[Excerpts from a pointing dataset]
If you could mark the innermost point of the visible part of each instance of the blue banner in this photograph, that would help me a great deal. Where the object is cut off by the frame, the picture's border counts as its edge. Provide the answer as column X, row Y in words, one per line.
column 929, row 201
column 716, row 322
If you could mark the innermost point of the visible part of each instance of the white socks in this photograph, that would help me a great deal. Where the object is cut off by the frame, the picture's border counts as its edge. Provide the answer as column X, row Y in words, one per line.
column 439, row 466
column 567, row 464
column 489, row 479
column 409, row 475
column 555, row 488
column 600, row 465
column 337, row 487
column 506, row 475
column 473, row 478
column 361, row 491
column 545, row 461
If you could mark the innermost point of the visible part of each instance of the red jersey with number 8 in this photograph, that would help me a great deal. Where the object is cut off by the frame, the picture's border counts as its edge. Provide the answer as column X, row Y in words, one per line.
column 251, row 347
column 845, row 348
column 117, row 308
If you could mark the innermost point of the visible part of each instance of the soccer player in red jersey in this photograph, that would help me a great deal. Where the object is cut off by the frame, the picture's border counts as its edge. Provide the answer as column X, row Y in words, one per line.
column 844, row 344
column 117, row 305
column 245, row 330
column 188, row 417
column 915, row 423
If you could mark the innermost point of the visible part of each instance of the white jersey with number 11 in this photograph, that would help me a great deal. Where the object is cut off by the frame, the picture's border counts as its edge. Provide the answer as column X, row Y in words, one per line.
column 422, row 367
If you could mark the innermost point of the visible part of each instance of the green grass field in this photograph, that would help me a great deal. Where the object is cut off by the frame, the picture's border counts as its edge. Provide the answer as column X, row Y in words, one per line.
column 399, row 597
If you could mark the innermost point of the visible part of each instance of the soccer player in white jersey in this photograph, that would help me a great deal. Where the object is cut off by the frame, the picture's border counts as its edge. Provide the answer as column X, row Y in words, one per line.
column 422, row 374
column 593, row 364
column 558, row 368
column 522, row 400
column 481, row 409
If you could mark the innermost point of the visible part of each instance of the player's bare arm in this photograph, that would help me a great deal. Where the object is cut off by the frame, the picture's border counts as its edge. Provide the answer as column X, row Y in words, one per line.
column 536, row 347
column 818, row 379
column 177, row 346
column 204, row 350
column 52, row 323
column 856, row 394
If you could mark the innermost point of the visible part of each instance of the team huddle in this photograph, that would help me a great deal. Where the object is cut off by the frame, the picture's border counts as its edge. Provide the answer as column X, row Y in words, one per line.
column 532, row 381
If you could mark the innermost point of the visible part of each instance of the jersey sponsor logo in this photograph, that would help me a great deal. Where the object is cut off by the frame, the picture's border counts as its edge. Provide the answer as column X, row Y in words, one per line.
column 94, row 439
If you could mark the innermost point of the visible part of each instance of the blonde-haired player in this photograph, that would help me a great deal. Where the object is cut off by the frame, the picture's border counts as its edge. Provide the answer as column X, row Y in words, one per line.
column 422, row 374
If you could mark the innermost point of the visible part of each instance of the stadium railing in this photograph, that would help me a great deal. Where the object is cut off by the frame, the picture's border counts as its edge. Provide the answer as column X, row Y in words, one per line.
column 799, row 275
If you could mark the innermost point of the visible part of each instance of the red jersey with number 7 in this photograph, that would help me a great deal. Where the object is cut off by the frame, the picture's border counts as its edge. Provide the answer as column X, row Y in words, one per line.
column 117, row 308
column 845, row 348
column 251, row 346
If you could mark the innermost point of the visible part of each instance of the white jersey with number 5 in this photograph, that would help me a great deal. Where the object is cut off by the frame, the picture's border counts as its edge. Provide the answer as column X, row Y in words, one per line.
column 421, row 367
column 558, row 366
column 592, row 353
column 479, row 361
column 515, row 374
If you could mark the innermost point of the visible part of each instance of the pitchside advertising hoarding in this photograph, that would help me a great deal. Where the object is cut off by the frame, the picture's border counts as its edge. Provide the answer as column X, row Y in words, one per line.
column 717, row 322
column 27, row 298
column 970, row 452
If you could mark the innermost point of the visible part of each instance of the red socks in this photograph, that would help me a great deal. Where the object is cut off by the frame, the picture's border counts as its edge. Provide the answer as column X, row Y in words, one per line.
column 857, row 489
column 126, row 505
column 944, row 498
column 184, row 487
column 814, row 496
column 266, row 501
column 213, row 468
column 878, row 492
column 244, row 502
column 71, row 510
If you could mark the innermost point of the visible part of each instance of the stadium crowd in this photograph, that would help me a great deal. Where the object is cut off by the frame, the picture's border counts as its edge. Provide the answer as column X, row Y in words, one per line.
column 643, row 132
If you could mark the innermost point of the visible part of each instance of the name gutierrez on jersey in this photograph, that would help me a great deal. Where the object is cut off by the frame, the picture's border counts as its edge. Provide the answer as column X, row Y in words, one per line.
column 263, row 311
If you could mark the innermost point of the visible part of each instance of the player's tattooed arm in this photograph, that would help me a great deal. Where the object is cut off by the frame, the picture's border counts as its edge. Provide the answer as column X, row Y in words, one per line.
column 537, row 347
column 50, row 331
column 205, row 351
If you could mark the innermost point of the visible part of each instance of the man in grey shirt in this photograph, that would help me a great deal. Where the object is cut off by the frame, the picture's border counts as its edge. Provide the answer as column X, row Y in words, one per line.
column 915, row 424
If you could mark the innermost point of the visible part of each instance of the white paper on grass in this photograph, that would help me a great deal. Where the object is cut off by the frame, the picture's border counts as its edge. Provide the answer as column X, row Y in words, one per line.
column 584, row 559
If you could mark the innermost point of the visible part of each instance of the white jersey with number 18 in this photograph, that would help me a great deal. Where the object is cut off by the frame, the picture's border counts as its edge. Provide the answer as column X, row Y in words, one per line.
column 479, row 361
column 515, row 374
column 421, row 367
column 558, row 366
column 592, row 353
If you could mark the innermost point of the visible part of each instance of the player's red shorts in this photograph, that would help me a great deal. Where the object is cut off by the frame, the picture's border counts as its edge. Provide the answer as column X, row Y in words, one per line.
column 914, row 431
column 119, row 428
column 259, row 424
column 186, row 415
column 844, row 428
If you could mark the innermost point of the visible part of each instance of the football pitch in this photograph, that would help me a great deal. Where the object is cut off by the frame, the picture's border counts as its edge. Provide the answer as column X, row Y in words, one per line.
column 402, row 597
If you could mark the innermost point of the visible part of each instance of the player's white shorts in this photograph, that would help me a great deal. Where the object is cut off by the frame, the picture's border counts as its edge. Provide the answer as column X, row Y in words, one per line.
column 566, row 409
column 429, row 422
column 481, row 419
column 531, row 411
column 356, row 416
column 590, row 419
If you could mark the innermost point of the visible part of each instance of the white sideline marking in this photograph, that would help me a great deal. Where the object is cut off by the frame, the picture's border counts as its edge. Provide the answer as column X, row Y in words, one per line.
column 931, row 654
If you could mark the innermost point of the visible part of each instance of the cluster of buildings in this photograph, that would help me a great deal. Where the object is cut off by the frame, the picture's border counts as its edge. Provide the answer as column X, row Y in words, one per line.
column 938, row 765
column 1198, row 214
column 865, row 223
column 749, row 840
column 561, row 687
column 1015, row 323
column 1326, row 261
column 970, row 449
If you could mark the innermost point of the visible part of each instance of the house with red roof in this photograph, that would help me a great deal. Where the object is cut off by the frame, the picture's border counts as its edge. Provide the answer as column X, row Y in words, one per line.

* _SET TASK_: Can you render these lines as a numbered list, leaving out any blank lines?

* _OUTPUT OF THE TASK_:
1. If you could mark the innermost point of the visible part of each instance of the blue banner in this photograph, that would help me a great deal. Where the object is cut off by the frame, the picture's border counts as its edge. Provide the answer as column X, row Y in words, one per line.
2. column 929, row 201
3. column 716, row 322
4. If you could mark the innermost point of the visible part of each instance of the white socks in this photograph, that would help me a great deal. Where the object is cut off by the frame, the picture's border counts as its edge. Provide the answer as column X, row Y in words, one per line.
5. column 439, row 466
6. column 567, row 464
7. column 489, row 479
8. column 409, row 475
9. column 555, row 488
10. column 600, row 465
11. column 337, row 487
12. column 506, row 475
13. column 473, row 478
14. column 361, row 491
15. column 545, row 461
16. If you could mark the innermost point of the visible part of each instance of the red jersey with number 8 in this photograph, that would help me a great deal. Where the object is cut off by the frame, the picture's border counts as its edge. Provide the answer as column X, row Y in words, one per line.
17. column 251, row 347
18. column 845, row 348
19. column 117, row 308
20. If you could mark the innermost point of the visible part of each instance of the soccer player in red jersey in this photograph, that would help me a great deal. Where the object is cut off by the frame, the picture's border counts as its edge. Provide the answer as column X, row Y in words, one per line.
21. column 844, row 344
22. column 117, row 305
23. column 245, row 330
24. column 188, row 417
25. column 915, row 423
26. If you could mark the innermost point of the visible part of each instance of the white jersey with number 11 in this photograph, that would help me a great deal. Where the object is cut off by the frame, the picture's border counts as its edge. Provide the answer as column X, row Y in words, one per line.
27. column 422, row 367
28. If you could mark the innermost point of the visible part of each instance of the green grass field in this photograph, that would help me a great deal. Where the object is cut off by the frame, the picture's border counts as its edge. Provide the answer as column X, row Y in words, one per line.
29. column 399, row 597
30. If you could mark the innermost point of the visible part of each instance of the soccer player in white jersey in this photograph, that would help me a great deal. Where the object is cut off by the frame, the picture's border counts as its edge. Provide the answer as column X, row Y in words, one per line.
31. column 422, row 374
32. column 593, row 364
33. column 558, row 368
34. column 522, row 400
35. column 481, row 409
36. If you could mark the innermost point of the visible part of each instance of the player's bare arm in this photograph, that would help me a great deal. Where the object is cut off by the frame, the picture's border counts as its edge. Provide the answer as column X, row Y in words, one per line.
37. column 536, row 347
38. column 818, row 379
39. column 177, row 346
40. column 204, row 350
41. column 52, row 323
42. column 856, row 394
43. If you could mark the innermost point of the visible part of each instance of the team huddle in this photograph, that would help me a great deal. Where the object is cut off by the frame, the picture's border counts as its edge. Provide the answer as column X, row Y in words, one per line.
44. column 532, row 381
45. If you could mark the innermost point of the visible part of each instance of the jersey sponsor logo in this photograph, that would help me a great deal. Where the object is cut off by the frame, the picture's border counts as its edge. Provide the answer as column X, row Y in words, one per line.
46. column 94, row 439
47. If you could mark the innermost point of the visible part of each instance of the blonde-haired player in this photograph, that would help me a great deal. Where the object is cut off by the frame, the picture's border counts as its edge. Provide the answer as column X, row Y in words, one per line.
48. column 422, row 374
49. If you could mark the innermost point of the visible part of each instance of the stadium railing in this photograph, that would help me a great deal. Where the object is cut off by the frame, the picture's border counts as its edge. Provide the answer as column X, row Y in words, one per line.
50. column 799, row 275
51. If you could mark the innermost point of the visible part of each instance of the red jersey with number 7 in this photograph, that would help me a great deal. Where the object is cut off by the frame, the picture's border counts as its edge. Provide the answer as column X, row Y in words, one per line.
52. column 117, row 308
53. column 845, row 348
54. column 251, row 346
55. If you could mark the innermost point of the visible part of each instance of the white jersey with number 5 in this photograph, that would help me a great deal. Where the object is cut off by the frame, the picture's border counts as its edge. Provide the answer as column X, row Y in words, one per line.
56. column 421, row 367
57. column 558, row 366
58. column 592, row 353
59. column 479, row 361
60. column 515, row 374
61. If you could mark the innermost point of the visible part of each instance of the pitchside advertising hoarding in this photograph, that would help me a great deal. Where the object is cut off by the frame, the picture's border counts as its edge. Provide the answer as column X, row Y in words, one per line.
62. column 717, row 322
63. column 27, row 298
64. column 970, row 452
65. If you could mark the innermost point of the visible part of each instance of the red socks in this photograph, that would help me a great deal. Where the object is cut off by the frame, the picture's border counts as its edge. Provide the answer as column X, row Y in words, one per line.
66. column 857, row 489
67. column 126, row 505
68. column 944, row 498
69. column 184, row 487
70. column 814, row 496
71. column 266, row 501
72. column 213, row 468
73. column 878, row 492
74. column 244, row 502
75. column 71, row 510
76. If you could mark the innermost point of the visible part of each instance of the stadium crowd in this photograph, that would help me a great deal. Where the object is cut off by the frame, the picture's border counts as its edge. Provide the answer as column X, row Y in words, one per line.
77. column 643, row 132
78. If you could mark the innermost point of the visible part of each instance of the name gutierrez on jersey in this photograph, that would help me a great deal. Where the object is cut off by the frame, the picture's border counts as its edge. Provide the answer as column X, row Y in words, one per line.
79. column 263, row 311
80. If you could mark the innermost point of the visible part of each instance of the player's tattooed arm in this photograph, that would help me a great deal. Where the object is cut off by the frame, the picture's border counts as its edge. Provide the answer as column X, row Y in words, one per line.
81. column 537, row 347
82. column 50, row 331
83. column 205, row 351
84. If you could mark the innermost point of the visible part of each instance of the man in grey shirt in this photograph, that would help me a great deal. Where the object is cut off by the frame, the picture's border counts as its edge. Provide the answer as column X, row Y in words, one per line.
85. column 915, row 424
86. If you could mark the innermost point of the visible part of each instance of the white paper on grass in this photograph, that would help me a great deal. Where the object is cut off by the frame, the picture's border counts as its edge. Provide the answer as column X, row Y in words, one per line.
87. column 584, row 559
88. If you could mark the innermost point of the visible part of each instance of the white jersey with number 18 in this photograph, that would help me a great deal. Where the object is cut off by the frame, the picture's border counts as its edge. Provide the answer as column X, row Y in words, one per line.
89. column 479, row 361
90. column 515, row 374
91. column 421, row 367
92. column 558, row 366
93. column 592, row 353
94. If you could mark the innermost point of the visible part of each instance of the player's red shorts in this photograph, that would help me a great deal. Where the object is cut off by the frame, the picture's border counts as its edge. Provide the answer as column X, row Y in words, one per line.
95. column 914, row 431
96. column 119, row 428
97. column 259, row 424
98. column 186, row 415
99. column 844, row 428
100. If you could mark the innermost point of the visible part of each instance of the football pitch in this photograph, that would help me a great deal. Where the object is cut off by the frame, the picture's border counts as its edge. Provide the answer as column X, row Y in words, one per line.
101. column 402, row 597
102. If you could mark the innermost point of the visible part of each instance of the player's white shorts in this photograph, that would help me a great deal. Where the object is cut off by the frame, the picture's border counts as its edge. Provide the answer as column X, row Y in words, one per line.
103. column 566, row 409
104. column 429, row 422
105. column 481, row 419
106. column 531, row 411
107. column 356, row 416
108. column 590, row 419
109. If you could mark the innermost point of the visible part of each instance of the white sideline marking in this photograph, that would help me a great deal. Where the object is cut off by the frame, the picture's border counts as its edge. Provide the answer as column X, row Y in words, one per line.
110. column 931, row 654
111. If you could mark the innermost point of the visible part of each instance of the cluster of buildings in this photograph, that would help me a great deal. Where the object is cut off by the frame, the picture's border counts as its edge. Provide the answer as column X, row Y in words, one per line.
112. column 938, row 765
113. column 1198, row 214
114. column 865, row 223
115. column 749, row 840
116. column 561, row 687
117. column 1015, row 323
118. column 1326, row 261
119. column 970, row 449
120. If you could mark the innermost point of the visible part of each instance of the house with red roof in this photograph, that would help me a great deal. Where the object is cut off by the frame, the picture's border counts as its edge. Provide the answer as column X, row Y in words, one per line.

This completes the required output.